== EXCERPT ==

Not sure if you'll get to Craig Y Llyn by road at the moment - the A4061 is still closed according to BBC. http://www.bbc.co.uk/travelnews/southeastwales/
 ERU 22 Dec 2010
In reply to Jon&anne-marie:

Awesome answer and hats off to CCW for the swift response. Being the guidebook author my reply was based on the email I was sent and you have also quoted :P

I also just sent a reply about other potential issues and have also contacted the BMC for advice.

Additionally I sent a text document with some short sections of old guidebook text concerning similar situations on two other winter crags that are climbed upon; i.e. Cwmyoy (aka The Daren) AND Craig Carrig Gleisiad. It basically read like this:

~Cwmyoy (aka The Daren) - OS 161 GR 296245~
The cliff is a site of Special Scientific Interest (SSSI) because of rare plants and wildlife. The land owner has granted permission to climb there between 1st December and 28th February, providing the cliff is in good winter climbing condition. Climbing is not permitted at any other time. This arrangement is for a trial period only during the 1996/7 season. It is essential to comply with this restriction in order to secure future access.

~Craig Carrig Gleisiad - OS 160 GR 964218~
Craig Carrig Gleisiad is a National Nature Reserve. Permission to climb is essential prior to climbing, This can be obtained from any of the following: The Warden of Storey Arms, telephone Brecon (0874) 730751. In addition, climbing is only allowed in the gullies on this cliff as there are rare and unusual plants on the buttresses that may be damaged by climbers.


I'm keen to know what the current situation is on these two crags? What should I put into print and advise the winter climbing community to do when considering these other two as potential climbing venues? The CCW has been contacted (as mentioned) but if your in the nod with friends feel free to pose the questions to them too
 GarethSL 22 Dec 2010
In reply to tipsy:

Conditions: Craig-y-fro (Rac Corner) 22/12/10

http://www.ukclimbing.com/logbook/crag.php?id=9821

Roads; the A470 between Merthyr and Brecon is absolutely fine, super clear today, but the lay by's are absolutely plastered though there is a little parking just up from the bigger quarry at the base of main stream.

The quarry bouldering is thin but climbable with awkward top out due to lack of ice.

Main gully is full of powder and loose snow, though some small ice steps are ok to climb.

Main stream aka RAC corner itself is ok, the lower steepest section isn't in the best condition, it could be climbed but the top out is all water so would be awkward. We traversed this bit for fun and the ice seemed ok. The rest of the route is deep powder and crusted ice with the uppermost section being in good condition, providing a nice finish.

===
== DATA ==

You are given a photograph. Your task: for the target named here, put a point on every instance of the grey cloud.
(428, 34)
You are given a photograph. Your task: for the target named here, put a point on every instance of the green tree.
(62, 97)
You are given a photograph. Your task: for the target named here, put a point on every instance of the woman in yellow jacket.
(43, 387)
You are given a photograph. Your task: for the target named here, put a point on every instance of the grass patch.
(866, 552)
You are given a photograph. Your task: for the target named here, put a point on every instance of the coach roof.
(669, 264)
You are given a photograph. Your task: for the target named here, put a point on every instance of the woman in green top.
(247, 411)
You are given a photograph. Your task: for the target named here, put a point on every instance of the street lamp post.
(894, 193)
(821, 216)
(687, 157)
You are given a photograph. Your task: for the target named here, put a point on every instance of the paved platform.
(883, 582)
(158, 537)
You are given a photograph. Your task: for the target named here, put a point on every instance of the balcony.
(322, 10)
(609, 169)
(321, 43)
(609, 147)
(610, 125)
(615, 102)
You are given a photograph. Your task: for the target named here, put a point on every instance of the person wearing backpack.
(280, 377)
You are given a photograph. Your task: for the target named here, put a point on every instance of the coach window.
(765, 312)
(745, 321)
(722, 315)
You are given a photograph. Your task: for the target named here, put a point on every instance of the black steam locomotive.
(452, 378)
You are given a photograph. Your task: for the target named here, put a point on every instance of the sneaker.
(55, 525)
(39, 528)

===

WHAT TO WORK ON:
1) List every climbing location that the forum thread on Welsh winter climbing names, giving each one once.
2) In the forum thread on Welsh winter climbing, between which dates has the landowner allowed climbing at Cwmyoy?
3) Reproduce the stretch of the forum thread on Welsh winter climbing from "Not sure if" through "BMC for advice.".

CORRECT ANSWERS:
1) Craig Y Llyn, Cwmyoy (also called The Daren), Craig Carrig Gleisiad, Craig-y-fro

2) Between 1st December and 28th February, provided the cliff is in good winter climbing condition.

3)
Not sure if you'll get to Craig Y Llyn by road at the moment - the A4061 is still closed according to BBC. http://www.bbc.co.uk/travelnews/southeastwales/
 ERU 22 Dec 2010
In reply to Jon&anne-marie:

Awesome answer and hats off to CCW for the swift response. Being the guidebook author my reply was based on the email I was sent and you have also quoted :P

I also just sent a reply about other potential issues and have also contacted the BMC for advice.